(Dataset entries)
## START

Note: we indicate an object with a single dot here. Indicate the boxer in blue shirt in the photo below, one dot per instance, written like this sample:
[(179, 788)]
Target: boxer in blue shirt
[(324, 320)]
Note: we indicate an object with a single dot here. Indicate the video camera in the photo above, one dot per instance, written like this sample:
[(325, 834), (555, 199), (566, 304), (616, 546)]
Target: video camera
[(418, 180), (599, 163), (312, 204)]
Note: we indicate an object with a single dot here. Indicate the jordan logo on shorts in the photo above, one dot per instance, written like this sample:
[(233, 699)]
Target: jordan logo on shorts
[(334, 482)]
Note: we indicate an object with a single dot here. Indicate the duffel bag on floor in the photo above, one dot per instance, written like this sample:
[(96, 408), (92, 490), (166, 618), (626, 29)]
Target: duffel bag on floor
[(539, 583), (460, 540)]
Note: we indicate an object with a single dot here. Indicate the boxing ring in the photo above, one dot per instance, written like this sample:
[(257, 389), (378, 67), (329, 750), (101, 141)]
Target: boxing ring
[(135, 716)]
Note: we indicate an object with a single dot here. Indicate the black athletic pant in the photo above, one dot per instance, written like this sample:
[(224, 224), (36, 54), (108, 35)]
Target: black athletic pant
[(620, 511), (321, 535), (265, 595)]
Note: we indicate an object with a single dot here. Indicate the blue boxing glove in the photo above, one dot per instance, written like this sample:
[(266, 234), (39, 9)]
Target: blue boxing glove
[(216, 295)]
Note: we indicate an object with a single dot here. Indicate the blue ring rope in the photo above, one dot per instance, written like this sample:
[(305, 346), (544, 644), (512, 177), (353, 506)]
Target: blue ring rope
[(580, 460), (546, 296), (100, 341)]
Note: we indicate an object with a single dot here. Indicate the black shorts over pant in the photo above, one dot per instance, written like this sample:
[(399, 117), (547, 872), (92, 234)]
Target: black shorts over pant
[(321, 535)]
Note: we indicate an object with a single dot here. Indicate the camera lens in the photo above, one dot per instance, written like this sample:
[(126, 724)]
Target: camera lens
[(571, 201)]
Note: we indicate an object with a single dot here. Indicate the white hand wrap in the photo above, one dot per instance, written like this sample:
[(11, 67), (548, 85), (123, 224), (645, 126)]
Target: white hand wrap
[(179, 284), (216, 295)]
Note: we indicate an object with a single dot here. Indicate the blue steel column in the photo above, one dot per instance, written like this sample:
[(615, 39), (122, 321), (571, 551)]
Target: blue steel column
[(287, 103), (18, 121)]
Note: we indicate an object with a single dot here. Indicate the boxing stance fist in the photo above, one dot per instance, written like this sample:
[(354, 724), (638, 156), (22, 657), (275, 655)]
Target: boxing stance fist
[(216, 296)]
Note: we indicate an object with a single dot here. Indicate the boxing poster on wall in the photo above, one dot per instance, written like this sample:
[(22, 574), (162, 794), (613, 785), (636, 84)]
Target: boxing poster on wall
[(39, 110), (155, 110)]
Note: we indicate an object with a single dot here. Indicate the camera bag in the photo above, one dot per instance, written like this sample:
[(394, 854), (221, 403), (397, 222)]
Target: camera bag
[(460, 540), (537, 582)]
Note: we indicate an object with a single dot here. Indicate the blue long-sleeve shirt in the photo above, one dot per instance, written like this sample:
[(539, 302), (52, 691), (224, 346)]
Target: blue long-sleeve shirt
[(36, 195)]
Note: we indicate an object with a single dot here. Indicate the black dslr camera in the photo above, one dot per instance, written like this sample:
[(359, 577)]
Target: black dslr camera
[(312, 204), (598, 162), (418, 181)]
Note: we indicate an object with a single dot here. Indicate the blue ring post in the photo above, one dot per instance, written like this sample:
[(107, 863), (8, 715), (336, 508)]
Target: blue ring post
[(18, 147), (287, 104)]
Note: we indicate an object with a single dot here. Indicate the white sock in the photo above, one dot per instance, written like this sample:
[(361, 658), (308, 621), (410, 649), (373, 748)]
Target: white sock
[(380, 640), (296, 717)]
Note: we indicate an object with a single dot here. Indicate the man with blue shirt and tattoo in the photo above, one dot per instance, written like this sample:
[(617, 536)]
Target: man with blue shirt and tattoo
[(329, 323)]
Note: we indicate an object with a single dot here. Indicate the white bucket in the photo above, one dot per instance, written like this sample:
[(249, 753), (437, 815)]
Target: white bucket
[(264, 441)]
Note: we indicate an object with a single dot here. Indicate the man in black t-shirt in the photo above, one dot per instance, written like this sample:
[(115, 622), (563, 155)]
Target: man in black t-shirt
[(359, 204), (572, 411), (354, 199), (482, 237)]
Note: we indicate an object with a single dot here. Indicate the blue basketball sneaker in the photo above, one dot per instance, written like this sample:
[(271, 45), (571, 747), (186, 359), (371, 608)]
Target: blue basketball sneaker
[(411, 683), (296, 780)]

## END

Rewrite every line of the entries above as a numbered list, skipping any blank lines.

§ CORRECT RESPONSE:
1. Note: we indicate an object with a single dot here. Indicate the boxer in blue shirt in the photo below, one dot per instance, written like this sample:
2. [(179, 788)]
3. Target: boxer in blue shirt
4. [(324, 320)]
5. Note: we indicate an object with a single dot here. Indicate the video camera in the photo above, one dot per instance, written like this sample:
6. [(325, 834), (555, 199), (566, 304), (616, 546)]
7. Target: video camera
8. [(418, 180), (599, 163), (312, 204)]
9. Note: we indicate an object with a single dot here. Indicate the jordan logo on shorts in the photo above, one dot per instance, written like this sample:
10. [(233, 699)]
11. Target: jordan logo on shorts
12. [(334, 482)]
13. Note: we indicate an object with a single dot here. Indicate the duffel bag on floor in the photo above, one dot per instance, written like this sample:
14. [(96, 408), (92, 490), (166, 618), (626, 29)]
15. Target: duffel bag on floor
16. [(539, 583), (460, 540)]
17. Note: we indicate an object with a single dot here. Indicate the boxing ring in the photo above, one dot per instance, written like this sample:
18. [(257, 389), (378, 67), (329, 750), (101, 141)]
19. Target: boxing ring
20. [(135, 716)]
21. Note: we indicate an object with a single dot here. Indicate the black athletic pant in the photo above, one dot per instance, written like this sample:
22. [(224, 224), (36, 54), (108, 35)]
23. Target: black athletic pant
24. [(620, 511), (321, 535), (265, 595)]
25. Note: we indicate an object with a single dot here. Indicate the blue boxing glove in the photo above, one dot per instance, written like this sample:
26. [(266, 234), (39, 9)]
27. Target: blue boxing glove
28. [(216, 295)]
29. Note: we indicate an object with a single dot here. Indicate the blue ring rope in the photo above, one dot per instance, written like this sample:
30. [(305, 346), (544, 644), (512, 177), (353, 506)]
31. Target: blue ring rope
32. [(580, 460), (546, 296), (100, 341)]
33. Note: we indicate an object with a single dot here. Indicate the black shorts over pant in the photo above, one dot per instance, written like this sample:
34. [(399, 117), (547, 872), (92, 234)]
35. Target: black shorts over pant
36. [(321, 535)]
37. Note: we indicate an object with a single dot here. Indicate the camera lens in the photo above, one dot per instance, written like this sample:
38. [(126, 724)]
39. Target: camera lens
40. [(571, 201)]
41. Note: we indicate an object with a single dot here. Indicate the white hand wrap in the photo above, one dot per instance, written like this sample:
42. [(11, 67), (548, 85), (123, 224), (645, 126)]
43. Target: white hand wrap
44. [(179, 284), (216, 295)]
45. Note: we indicate an object with a single dot here. Indicate the blue steel column in the photo above, one dot per instance, written like this sample:
46. [(615, 39), (122, 321), (571, 551)]
47. Target: blue steel column
48. [(287, 103), (18, 121)]
49. Note: we indicate an object with a single dot here. Indicate the boxing stance fist in the photo above, one dot per instance, written like this sample:
50. [(354, 724), (638, 156), (22, 657), (275, 655)]
51. Target: boxing stance fist
52. [(216, 296)]
53. Note: we indicate an object with a single dot here. Indicate the boxing poster on wall in the photo above, one dot per instance, written like this sample:
54. [(22, 574), (162, 794), (613, 785), (636, 84)]
55. Target: boxing poster on wall
56. [(39, 110), (155, 110)]
57. Note: we indicate an object with a single dot here. Indicate the camera bag in the photo above, one dot per instance, written like this sample:
58. [(394, 854), (221, 403), (397, 222)]
59. Target: camera bag
60. [(460, 540), (537, 582)]
61. Note: we indicate an object with a single dot here. Indicate the blue long-sleeve shirt in the photo above, one dot per instance, written like this sample:
62. [(539, 302), (52, 691), (224, 346)]
63. Target: blue long-sleeve shirt
64. [(36, 195)]
65. Note: we indicate an object with a single dot here. Indicate the black dslr camera in the photo above, one dot per instance, written like this sample:
66. [(359, 577)]
67. Target: black dslr camera
68. [(312, 204), (598, 162), (418, 181)]
69. Note: we indicate an object with a single dot here. Indicate the blue ring post in the photo above, one dot per instance, written like this sample:
70. [(107, 863), (8, 715), (336, 508)]
71. Target: blue ring post
72. [(18, 147), (287, 104)]
73. Note: we indicate an object with a single dot here. Indicate the white sock in the photo above, one dot per instance, written like this sample:
74. [(361, 658), (308, 621), (410, 649), (373, 748)]
75. Target: white sock
76. [(380, 640), (296, 717)]
77. Note: we indicate an object with a single dot here. Indicate the man with blue shirt and tattoo in the photo above, one dot per instance, written like this sample:
78. [(617, 536)]
79. Target: man with blue shirt and tattoo
80. [(329, 323)]
81. Note: we indicate an object with a single dot here. Indicate the white bucket in the photo above, one dot per instance, written like this sample:
82. [(249, 753), (437, 815)]
83. Target: white bucket
84. [(264, 441)]
85. Note: we indicate an object with a single dot here. Indicate the man in black t-shirt in the photo above, one dot per instance, written like this sample:
86. [(115, 622), (563, 155)]
87. Target: man in black t-shirt
88. [(359, 204), (572, 411), (354, 199), (482, 237)]
89. Note: we indicate an object with a single dot here. Indicate the blue basketball sneaker in the photo above, one dot per instance, written like this sample:
90. [(271, 45), (571, 747), (186, 359), (371, 608)]
91. Target: blue basketball sneaker
92. [(411, 683), (296, 780)]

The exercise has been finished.